### TASK DESCRIPTION
Repeat each line of the records below without changing a character.
* * * * *
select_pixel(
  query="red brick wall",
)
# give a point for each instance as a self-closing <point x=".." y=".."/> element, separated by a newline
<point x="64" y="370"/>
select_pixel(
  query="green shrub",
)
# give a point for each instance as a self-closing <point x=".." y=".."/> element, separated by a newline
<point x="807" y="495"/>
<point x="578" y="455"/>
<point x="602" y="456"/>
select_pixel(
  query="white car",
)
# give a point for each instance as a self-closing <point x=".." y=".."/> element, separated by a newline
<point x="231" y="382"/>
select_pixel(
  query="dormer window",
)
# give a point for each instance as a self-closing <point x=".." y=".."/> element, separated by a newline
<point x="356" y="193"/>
* * * * *
### COMPLETED TASK
select_pixel(
  query="red brick wall",
)
# give a point for each instance as a self-closing <point x=".." y=".."/> element, separated by a newline
<point x="64" y="370"/>
select_pixel(
  query="green shrub",
)
# give a point for each instance as a self-closing <point x=".." y=".."/> element, separated by a newline
<point x="807" y="495"/>
<point x="578" y="455"/>
<point x="602" y="456"/>
select_pixel(
  query="white car",
)
# give a point for each instance as a self-closing <point x=".." y=".."/> element, separated by a newline
<point x="231" y="382"/>
select_pixel(
  query="dormer window",
)
# give a point for each instance as a self-closing <point x=".." y=".."/> element, separated by a newline
<point x="356" y="193"/>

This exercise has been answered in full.